Could you rewrite the part of the opinion that opens with "Rule 68-4 was adopted" and closes with "of the NASD.", putting "client" in place of "customer"?

Article:
◇ ◇ ◇ ◇ ◇ ◇ ◇
Before us are petitions for review of an order of the Securities and Exchange Commission dismissing review proceedings of a decision rendered by the Board of Governors of the National Association of Securities Dealers, Inc. The corporate petitioner was formerly registered with the S.E.C. as a broker and dealer in securities. The individual petitioner, Edward J. Hagen, is president of the corporate petitioner.

2

The action in this court is pursuant to Sec. 25(a) of the Securities Exchange Act of 1934, 15 U.S.C. Sec. 78y(a). The basic statute under which the Board of Governors of the National Association of Securities Dealers, Inc. acted (and prior to it the District Business Conduct Committee of NASD) is 15 U.S.C. Sec. 78o-3 which is commonly referred to as the Maloney Act. This is an industry regulatory statute having to do with over-the-counter brokers and dealers.

3

Petitioner was found to have violated certain restrictions and requirements imposed by emergency rules of fair practice designated 68-4, 69-2 and 69-4, which emergency rules were part of a series adopted by the NASD commencing in June 1968. These were designed to deal with the back office problems which resulted from the high volume of securities transactions including the problem of the large number of "fails to deliver" and "fails to receive" carried in the accounts of brokers and dealers.

4

Rule 68-4 was adopted in November 1968 effective for a 60-day period, from December 2, 1968 through January 30, 1969. This prohibited a member from selling securities from its own account or buying a security for a customer if it had any "fails to deliver" in that security 120 days or older. It was specified that conduct in violation of this rule was deemed a violation of Section 1 of Article III of the regulations of the NASD.

5

In January 1969 emergency Rule 68-4 was reenacted and designated 69-2 effective January 31, 1969 through April 1, 1969. Rule 69-4 was also adopted in January 1969 effective February 15 through April 15, 1969, and this section provided that a member having a "fails to deliver" or "fails to receive" on its books which was not cleared within 30 days after reaching an age of 120 days was guilty of a per se violation of Section 1 of Article III as well as of Rule 69-4.
◇ ◇ ◇ ◇ ◇ ◇ ◇
Information supplied:
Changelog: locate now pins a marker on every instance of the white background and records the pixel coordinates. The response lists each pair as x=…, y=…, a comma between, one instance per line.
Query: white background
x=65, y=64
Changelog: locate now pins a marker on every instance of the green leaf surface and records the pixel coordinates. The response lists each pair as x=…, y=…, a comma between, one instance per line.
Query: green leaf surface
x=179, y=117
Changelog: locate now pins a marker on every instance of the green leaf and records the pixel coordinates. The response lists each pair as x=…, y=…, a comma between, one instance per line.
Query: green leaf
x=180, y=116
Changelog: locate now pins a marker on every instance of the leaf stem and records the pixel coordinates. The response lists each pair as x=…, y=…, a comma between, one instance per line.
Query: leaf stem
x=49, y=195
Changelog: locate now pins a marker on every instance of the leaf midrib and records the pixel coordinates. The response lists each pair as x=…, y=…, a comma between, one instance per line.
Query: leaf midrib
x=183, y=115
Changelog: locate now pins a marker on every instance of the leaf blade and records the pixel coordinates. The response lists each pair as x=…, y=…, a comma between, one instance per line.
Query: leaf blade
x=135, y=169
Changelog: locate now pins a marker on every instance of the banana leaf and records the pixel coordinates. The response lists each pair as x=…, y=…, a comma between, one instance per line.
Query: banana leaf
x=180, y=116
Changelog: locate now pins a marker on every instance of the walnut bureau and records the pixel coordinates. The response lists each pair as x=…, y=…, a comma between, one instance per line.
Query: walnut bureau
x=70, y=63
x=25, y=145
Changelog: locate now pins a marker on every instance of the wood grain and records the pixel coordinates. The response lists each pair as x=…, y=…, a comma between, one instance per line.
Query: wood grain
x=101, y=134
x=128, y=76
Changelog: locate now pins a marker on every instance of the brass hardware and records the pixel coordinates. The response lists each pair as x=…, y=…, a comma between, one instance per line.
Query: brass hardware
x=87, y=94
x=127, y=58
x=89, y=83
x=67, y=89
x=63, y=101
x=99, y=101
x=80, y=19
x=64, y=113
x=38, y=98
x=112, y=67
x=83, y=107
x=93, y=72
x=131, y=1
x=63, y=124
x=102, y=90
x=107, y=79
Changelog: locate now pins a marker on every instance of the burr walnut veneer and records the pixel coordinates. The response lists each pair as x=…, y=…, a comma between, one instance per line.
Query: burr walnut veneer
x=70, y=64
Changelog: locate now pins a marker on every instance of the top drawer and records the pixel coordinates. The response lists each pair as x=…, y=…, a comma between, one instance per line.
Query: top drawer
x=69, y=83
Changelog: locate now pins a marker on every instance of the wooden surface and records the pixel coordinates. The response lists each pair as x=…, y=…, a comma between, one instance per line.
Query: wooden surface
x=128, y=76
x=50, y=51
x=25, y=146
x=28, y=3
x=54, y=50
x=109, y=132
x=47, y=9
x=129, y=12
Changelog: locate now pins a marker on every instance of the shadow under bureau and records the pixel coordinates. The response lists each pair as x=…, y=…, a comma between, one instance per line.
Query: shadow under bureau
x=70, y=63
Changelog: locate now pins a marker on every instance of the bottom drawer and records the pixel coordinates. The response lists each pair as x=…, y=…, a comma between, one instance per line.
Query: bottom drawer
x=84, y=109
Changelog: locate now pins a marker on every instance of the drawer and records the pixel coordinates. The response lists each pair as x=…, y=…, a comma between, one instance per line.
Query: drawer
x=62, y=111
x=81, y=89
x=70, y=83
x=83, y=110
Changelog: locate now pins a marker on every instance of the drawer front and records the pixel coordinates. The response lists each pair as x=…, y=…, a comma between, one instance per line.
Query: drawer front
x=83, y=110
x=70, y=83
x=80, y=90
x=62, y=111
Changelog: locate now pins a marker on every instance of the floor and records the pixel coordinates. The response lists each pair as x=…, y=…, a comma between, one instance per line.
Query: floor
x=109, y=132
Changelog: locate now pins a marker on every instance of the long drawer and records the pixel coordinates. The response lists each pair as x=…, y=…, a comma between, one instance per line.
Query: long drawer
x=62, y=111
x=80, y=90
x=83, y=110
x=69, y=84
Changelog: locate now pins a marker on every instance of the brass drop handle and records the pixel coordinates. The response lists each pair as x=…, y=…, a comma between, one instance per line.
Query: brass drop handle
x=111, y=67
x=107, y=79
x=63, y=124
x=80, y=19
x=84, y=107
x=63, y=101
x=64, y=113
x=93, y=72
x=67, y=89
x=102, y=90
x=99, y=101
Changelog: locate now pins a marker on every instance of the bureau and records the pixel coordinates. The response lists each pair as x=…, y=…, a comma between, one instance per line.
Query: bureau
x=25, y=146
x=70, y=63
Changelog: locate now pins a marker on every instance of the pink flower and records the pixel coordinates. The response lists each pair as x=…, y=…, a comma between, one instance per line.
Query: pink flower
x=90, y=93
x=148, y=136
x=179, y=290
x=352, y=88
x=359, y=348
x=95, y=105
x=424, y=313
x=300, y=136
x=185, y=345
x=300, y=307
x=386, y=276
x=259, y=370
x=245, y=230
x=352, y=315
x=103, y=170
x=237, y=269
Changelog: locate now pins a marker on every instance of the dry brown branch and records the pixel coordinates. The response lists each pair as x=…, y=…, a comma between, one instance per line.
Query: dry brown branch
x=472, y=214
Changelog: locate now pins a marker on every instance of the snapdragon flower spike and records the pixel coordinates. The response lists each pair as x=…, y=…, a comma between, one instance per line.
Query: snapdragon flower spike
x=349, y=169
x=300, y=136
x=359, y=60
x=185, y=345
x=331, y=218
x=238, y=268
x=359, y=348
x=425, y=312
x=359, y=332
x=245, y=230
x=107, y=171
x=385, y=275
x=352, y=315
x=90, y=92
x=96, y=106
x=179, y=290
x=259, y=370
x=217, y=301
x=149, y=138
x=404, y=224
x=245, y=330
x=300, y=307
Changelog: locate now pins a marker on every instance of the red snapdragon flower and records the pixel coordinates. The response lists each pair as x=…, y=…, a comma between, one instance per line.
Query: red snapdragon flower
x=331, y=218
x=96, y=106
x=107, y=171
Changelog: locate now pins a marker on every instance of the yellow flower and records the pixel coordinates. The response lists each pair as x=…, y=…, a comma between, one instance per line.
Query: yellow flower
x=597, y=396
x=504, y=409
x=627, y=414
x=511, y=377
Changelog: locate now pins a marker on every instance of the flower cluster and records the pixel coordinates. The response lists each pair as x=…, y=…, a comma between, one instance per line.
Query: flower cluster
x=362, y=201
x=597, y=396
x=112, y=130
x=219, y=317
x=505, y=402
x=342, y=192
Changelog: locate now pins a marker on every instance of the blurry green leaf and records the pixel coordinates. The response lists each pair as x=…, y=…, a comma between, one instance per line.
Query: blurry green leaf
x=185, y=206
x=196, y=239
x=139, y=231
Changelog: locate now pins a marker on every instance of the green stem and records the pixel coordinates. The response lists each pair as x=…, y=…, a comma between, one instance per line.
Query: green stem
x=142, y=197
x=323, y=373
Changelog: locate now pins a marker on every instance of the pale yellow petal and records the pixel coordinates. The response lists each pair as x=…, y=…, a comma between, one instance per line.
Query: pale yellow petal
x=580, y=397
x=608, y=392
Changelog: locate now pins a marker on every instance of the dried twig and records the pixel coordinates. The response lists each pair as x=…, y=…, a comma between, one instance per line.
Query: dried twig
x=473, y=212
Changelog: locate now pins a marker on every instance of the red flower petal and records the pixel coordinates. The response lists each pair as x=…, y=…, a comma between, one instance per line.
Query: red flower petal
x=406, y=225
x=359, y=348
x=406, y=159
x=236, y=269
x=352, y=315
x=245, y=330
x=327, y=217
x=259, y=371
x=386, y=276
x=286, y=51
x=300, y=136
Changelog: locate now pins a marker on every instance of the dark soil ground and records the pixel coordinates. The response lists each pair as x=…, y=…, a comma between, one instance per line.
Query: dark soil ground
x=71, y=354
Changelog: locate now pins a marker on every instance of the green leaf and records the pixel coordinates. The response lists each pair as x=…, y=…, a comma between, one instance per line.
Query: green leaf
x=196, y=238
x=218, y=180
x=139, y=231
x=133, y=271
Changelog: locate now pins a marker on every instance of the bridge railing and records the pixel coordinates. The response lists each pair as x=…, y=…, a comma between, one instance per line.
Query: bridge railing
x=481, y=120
◇ ◇ ◇ ◇ ◇ ◇ ◇
Answer below:
Rule 68-4 was adopted in November 1968 effective for a 60-day period, from December 2, 1968 through January 30, 1969. This prohibited a member from selling securities from its own account or buying a security for a client if it had any "fails to deliver" in that security 120 days or older. It was specified that conduct in violation of this rule was deemed a violation of Section 1 of Article III of the regulations of the NASD.